Stored data:
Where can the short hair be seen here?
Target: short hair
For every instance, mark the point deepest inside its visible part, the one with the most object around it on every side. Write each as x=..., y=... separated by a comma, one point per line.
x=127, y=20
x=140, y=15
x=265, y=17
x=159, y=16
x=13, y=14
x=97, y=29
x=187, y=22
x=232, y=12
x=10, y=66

* [ACTIVITY]:
Each entry needs to be copied out exactly as written.

* [WRITTEN RESPONSE]:
Where can the short hair be seen here?
Target: short hair
For every instance, mark the point deepest inside its visible part, the one with the most object around it on every side. Write each as x=..., y=... separated by a comma, one point per line.
x=127, y=20
x=140, y=15
x=265, y=17
x=159, y=16
x=13, y=14
x=97, y=29
x=187, y=22
x=232, y=12
x=10, y=66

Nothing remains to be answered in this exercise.